*SELECTION:*
# Juvenile Angels laying eggs right now!



## King James (Jan 30, 2012)

My juvenile angels are in process of laying and fertilizing their eggs on one of the black slate pieces I have in community tank as I write this. Have hatching jar ready to go and now will find that pair their own tank as this is 75 community tank they are in now. Video'd them on my blackberry laying their eggs and fertilizing them, now I know for sure which one is male and female in that pair. 
I will see if I can post later on here.


----------



## Summer (Oct 3, 2011)

Congrats thats great! how big are they?


----------



## deaver (Mar 26, 2012)

sweet, i had 16, now 13 juvi's. i'm subscribed. take a pic


----------



## King James (Jan 30, 2012)

The group is approximately 5 to 7 months old I would guess. I got them in early Feb and they were about quarter plus size then. I have 2 other pairs that are wanting to do same, so here I go setting up a couple more tanks. First time for me to have angels and have them breed. A lot of eggs on slate, it looks like 400-500 I would guess....an area about 1 1/2 inches wide to 2+ inches high.


----------



## amdanand (Jan 3, 2012)

Congrats! Wud love to see some pics/videos.


----------



## snail (Aug 6, 2010)

It's not unusual for the first lot of eggs to fail but even if it does now that they have the idea there will be more.


----------



## FishFlow (Sep 13, 2011)

top, for pictures!


----------

*WHAT TO PRODUCE:*
Reproduce the part of the angelfish thread between "The group is" and "see some pics/videos.", inclusive.

Shape annotation entries:
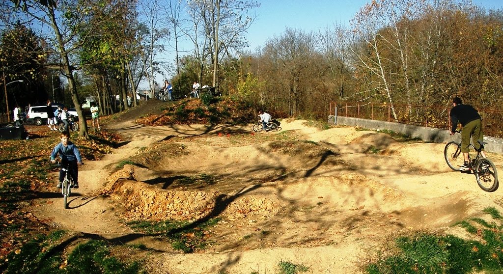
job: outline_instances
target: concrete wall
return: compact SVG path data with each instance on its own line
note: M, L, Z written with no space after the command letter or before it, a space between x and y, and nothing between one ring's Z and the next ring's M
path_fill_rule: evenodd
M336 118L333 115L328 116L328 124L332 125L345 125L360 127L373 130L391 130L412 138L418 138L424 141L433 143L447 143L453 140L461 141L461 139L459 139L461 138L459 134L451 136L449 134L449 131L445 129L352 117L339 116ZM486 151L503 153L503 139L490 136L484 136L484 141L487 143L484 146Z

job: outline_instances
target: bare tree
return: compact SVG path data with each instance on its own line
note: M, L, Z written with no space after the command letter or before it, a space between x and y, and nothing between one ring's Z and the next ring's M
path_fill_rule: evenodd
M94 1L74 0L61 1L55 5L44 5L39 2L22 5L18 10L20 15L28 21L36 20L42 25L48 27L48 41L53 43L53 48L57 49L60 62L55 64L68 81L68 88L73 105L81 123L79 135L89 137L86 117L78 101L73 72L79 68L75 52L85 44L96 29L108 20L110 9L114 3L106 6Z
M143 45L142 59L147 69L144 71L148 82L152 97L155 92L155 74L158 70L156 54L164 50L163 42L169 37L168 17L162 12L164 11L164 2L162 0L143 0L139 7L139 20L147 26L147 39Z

*RESULT:*
The group is approximately 5 to 7 months old I would guess. I got them in early Feb and they were about quarter plus size then. I have 2 other pairs that are wanting to do same, so here I go setting up a couple more tanks. First time for me to have angels and have them breed. A lot of eggs on slate, it looks like 400-500 I would guess....an area about 1 1/2 inches wide to 2+ inches high.


----------



## amdanand (Jan 3, 2012)

Congrats! Wud love to see some pics/videos.